# To do
Look through the records below and collect all lines that hold the string "road".

Records provided START

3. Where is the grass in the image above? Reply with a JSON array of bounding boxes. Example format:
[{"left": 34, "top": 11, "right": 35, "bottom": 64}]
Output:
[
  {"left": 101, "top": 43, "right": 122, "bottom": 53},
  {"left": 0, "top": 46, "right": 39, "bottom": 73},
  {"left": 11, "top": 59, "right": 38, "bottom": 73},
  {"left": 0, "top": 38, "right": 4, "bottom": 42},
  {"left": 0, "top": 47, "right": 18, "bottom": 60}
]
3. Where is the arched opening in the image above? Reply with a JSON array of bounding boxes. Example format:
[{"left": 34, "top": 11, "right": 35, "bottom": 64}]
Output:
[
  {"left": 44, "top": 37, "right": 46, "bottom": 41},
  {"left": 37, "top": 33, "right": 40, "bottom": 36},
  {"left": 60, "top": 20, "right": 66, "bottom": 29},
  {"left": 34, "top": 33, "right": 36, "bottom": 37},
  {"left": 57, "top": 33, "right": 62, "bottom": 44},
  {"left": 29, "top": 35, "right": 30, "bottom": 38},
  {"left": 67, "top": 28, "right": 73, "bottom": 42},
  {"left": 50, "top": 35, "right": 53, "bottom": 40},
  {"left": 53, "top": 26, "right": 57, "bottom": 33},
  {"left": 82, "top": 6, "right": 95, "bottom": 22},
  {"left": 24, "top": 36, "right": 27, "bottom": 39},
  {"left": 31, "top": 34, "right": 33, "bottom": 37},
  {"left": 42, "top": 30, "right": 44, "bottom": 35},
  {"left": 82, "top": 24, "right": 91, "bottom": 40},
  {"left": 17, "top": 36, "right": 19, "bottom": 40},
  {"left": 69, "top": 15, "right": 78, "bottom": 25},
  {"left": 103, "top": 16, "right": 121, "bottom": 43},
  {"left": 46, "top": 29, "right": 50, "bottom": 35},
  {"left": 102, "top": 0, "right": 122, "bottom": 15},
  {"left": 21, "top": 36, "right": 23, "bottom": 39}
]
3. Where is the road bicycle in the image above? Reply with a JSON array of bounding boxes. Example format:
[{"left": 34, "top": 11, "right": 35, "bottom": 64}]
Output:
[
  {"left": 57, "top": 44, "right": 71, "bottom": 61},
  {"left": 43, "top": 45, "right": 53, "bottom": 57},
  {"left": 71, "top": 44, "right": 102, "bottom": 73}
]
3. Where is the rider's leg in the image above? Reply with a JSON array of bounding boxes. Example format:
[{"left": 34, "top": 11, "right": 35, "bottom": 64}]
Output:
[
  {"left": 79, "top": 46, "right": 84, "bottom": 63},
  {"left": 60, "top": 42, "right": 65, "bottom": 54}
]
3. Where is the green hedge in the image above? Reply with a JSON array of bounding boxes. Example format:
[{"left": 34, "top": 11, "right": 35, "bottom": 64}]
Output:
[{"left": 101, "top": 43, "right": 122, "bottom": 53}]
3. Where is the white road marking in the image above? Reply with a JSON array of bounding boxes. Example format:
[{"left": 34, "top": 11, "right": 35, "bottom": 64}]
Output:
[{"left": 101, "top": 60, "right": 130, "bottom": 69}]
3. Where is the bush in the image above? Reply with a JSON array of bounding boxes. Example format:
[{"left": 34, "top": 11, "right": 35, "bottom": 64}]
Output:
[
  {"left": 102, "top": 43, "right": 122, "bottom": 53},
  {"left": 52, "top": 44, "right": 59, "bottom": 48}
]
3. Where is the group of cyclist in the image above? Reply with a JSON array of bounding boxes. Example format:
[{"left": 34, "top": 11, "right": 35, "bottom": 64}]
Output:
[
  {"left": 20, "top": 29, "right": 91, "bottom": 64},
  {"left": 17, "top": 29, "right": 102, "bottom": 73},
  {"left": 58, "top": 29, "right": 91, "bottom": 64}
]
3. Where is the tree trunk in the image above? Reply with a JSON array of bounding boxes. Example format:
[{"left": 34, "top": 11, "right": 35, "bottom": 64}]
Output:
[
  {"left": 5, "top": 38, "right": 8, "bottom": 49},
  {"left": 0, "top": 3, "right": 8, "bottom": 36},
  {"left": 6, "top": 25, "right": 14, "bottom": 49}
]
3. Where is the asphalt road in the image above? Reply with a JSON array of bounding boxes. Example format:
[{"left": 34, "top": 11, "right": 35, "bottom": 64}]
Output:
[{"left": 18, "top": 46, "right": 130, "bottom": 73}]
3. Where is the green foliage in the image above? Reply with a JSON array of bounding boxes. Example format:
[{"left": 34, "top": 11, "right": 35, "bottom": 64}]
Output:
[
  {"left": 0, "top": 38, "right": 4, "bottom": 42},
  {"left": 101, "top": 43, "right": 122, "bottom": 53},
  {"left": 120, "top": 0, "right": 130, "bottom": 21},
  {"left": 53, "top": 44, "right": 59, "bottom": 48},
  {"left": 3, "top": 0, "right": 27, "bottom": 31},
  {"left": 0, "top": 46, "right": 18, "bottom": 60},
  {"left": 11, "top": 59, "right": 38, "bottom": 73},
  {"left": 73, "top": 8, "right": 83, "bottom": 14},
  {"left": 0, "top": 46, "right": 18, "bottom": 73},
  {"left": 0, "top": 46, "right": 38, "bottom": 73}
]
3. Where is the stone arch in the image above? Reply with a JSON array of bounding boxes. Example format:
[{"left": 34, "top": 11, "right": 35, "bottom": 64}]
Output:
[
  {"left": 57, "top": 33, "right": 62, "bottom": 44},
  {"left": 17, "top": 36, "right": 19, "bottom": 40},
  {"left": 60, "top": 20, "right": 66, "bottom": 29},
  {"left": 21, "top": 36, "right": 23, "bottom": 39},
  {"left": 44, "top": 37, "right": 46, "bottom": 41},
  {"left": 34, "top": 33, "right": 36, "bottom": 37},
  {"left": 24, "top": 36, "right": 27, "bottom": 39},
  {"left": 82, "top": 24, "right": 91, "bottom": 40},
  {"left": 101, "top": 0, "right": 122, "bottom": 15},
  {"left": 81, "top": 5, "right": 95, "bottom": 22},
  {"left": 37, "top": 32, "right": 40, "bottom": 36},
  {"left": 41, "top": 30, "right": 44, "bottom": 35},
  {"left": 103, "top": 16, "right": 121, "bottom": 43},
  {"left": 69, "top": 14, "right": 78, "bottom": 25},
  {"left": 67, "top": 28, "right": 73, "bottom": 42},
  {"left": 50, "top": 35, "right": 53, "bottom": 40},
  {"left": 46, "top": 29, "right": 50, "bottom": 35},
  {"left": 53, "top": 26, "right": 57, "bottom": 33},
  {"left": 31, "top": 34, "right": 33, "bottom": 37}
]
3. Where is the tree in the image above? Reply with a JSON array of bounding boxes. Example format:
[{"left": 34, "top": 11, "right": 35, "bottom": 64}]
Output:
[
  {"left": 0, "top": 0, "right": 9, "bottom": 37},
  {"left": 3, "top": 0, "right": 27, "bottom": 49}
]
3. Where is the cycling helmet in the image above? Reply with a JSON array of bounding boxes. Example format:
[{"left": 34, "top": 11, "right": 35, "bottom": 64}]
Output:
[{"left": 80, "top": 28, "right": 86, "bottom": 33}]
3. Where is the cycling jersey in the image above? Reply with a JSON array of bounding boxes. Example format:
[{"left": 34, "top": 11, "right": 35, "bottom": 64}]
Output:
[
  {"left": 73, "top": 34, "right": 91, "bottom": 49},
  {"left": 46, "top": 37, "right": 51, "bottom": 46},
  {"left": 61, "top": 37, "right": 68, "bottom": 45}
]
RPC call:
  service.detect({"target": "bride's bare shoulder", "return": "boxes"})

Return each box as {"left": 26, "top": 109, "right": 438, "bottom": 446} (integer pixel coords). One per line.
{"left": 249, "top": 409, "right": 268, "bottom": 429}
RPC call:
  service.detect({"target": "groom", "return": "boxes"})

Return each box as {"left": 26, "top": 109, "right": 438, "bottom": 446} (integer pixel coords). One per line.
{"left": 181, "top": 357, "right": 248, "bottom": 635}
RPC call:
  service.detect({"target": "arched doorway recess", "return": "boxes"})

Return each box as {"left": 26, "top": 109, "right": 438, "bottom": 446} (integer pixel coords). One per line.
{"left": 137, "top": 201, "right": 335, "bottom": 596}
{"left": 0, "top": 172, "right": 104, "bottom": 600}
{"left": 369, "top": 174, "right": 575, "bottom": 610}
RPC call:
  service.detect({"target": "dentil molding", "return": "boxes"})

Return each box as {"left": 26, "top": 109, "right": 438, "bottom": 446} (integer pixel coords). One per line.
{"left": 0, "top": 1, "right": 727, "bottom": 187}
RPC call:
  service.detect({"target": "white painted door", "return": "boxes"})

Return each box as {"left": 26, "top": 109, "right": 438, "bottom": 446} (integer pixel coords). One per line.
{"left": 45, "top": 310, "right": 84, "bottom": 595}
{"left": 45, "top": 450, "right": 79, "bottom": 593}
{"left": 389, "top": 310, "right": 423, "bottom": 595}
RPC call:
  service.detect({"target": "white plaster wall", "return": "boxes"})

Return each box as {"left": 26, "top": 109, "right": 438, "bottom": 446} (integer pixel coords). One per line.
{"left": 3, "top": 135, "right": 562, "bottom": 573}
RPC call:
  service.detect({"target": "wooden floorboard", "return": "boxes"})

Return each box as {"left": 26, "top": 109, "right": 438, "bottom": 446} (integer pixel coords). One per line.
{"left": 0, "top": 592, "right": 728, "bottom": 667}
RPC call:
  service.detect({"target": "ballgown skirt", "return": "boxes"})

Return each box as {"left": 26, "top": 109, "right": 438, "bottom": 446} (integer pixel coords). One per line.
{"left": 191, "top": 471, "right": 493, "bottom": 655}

Records provided END

# Problem solution
3. Where is the road bicycle in the image above? Reply with a JSON array of bounding boxes. Example format:
3. Where is the white road marking in the image above? Reply with a JSON array of bounding boxes. Example format:
3. Where is the asphalt road in the image above? Reply with a JSON array of bounding boxes. Example format:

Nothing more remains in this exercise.